So, for that matter, is Penric. I mean, it *just so happens* that his little missions for the White God wind up keeps a Celdonian imperial family in power (Assassin) and restoring the general to power. He just happens to wipe out a troublesome pirate nest while trying to save two orphan girls. Caz just happens to save an imperial family while trying to undo the Curse of Chalion. (I dis Hallowed Hunt and Paladin and I haven't read those recently enough to remember.)

The plots are mostly very invested in keeping the status quo and not terribly interested in doing big systemic changes that would help folks. That is kinda icky from a theological pov, when you think about it.

Also, her world is very... European. I mean, the Penric world is clearly last empire Rome --flipping the cardinal directions doesn't hide that we're talking about the Med here. And I'm pretty sure everyone in the Vorkosigan novels is pretty damned white.

Which, in the case of the Vorkosigan books, is def a product of the time and place she wrote them. I mean, SFF in the 80s and 90s wasn't, you know, known for its multiracial equality. (Though the Chalion books were much later and they are still remarkably white and I feel she thought she was being exotic by setting her stories in Spain, Italy, Switzerland instead of England and France.)

But that gets a little... icky when you consider the Roknari. Look they are from the archipelago (not Europe!). They wear oiled ringlets, have bronze skin, and they reject the Bastard. Given the entire focus of the series on the numinous, that feels a choice that's very Othering and I am uncomfortable with the way she's drawn them. I should have better words for why but I'm failing.

There's also a trajectory to her stories that I find disconcerting. Everyone. Winds. Up. Coupled (or Throupled). Up. Preferably with kids.

◆ ◆ ◆ ◆ ◆

OBJECTIVE A: Can you repeat the passage of the book commentary word for word, starting with "The plots are" and going on through "England and France.)"?

Image region labeling entries:
◆ ◆ ◆ ◆ ◆

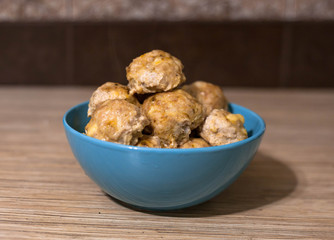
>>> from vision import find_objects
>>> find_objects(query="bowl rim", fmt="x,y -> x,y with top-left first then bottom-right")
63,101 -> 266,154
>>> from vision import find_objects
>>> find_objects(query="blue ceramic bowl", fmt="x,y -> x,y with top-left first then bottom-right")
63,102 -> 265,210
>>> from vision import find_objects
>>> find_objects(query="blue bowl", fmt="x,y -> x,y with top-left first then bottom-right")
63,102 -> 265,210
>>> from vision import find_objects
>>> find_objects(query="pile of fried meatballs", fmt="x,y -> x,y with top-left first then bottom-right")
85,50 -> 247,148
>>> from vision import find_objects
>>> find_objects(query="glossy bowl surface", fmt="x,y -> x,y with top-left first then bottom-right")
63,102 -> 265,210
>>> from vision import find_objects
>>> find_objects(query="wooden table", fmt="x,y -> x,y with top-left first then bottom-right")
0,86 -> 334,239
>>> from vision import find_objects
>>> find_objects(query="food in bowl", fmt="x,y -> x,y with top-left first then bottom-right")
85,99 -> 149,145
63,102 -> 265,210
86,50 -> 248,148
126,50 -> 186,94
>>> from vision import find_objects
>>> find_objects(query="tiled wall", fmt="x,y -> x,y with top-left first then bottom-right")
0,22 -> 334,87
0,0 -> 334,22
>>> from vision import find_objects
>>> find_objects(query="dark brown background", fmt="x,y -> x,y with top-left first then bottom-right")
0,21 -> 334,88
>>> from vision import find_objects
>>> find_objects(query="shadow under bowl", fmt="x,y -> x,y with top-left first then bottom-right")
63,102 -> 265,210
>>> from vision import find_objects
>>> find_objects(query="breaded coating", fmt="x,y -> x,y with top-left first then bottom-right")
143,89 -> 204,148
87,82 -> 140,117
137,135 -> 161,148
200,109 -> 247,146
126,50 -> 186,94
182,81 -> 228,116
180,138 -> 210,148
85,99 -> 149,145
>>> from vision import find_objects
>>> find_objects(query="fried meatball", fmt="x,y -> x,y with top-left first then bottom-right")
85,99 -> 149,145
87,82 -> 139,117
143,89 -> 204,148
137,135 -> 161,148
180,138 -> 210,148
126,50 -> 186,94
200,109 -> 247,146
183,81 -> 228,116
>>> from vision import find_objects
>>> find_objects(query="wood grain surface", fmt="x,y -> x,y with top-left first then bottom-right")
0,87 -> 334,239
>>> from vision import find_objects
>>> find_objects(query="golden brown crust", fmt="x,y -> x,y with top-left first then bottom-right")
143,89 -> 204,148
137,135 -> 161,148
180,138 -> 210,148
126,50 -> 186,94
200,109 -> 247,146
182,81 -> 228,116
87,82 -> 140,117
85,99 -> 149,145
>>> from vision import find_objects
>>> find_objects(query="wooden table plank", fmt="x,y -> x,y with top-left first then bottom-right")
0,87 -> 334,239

◆ ◆ ◆ ◆ ◆

OBJECTIVE B: How many lines in the rows contain the string "wooden", counting only matches in the same case? Reply with the number alone.

EXERCISE RESULT A:
The plots are mostly very invested in keeping the status quo and not terribly interested in doing big systemic changes that would help folks. That is kinda icky from a theological pov, when you think about it.

Also, her world is very... European. I mean, the Penric world is clearly last empire Rome --flipping the cardinal directions doesn't hide that we're talking about the Med here. And I'm pretty sure everyone in the Vorkosigan novels is pretty damned white.

Which, in the case of the Vorkosigan books, is def a product of the time and place she wrote them. I mean, SFF in the 80s and 90s wasn't, you know, known for its multiracial equality. (Though the Chalion books were much later and they are still remarkably white and I feel she thought she was being exotic by setting her stories in Spain, Italy, Switzerland instead of England and France.)

EXERCISE RESULT B: 2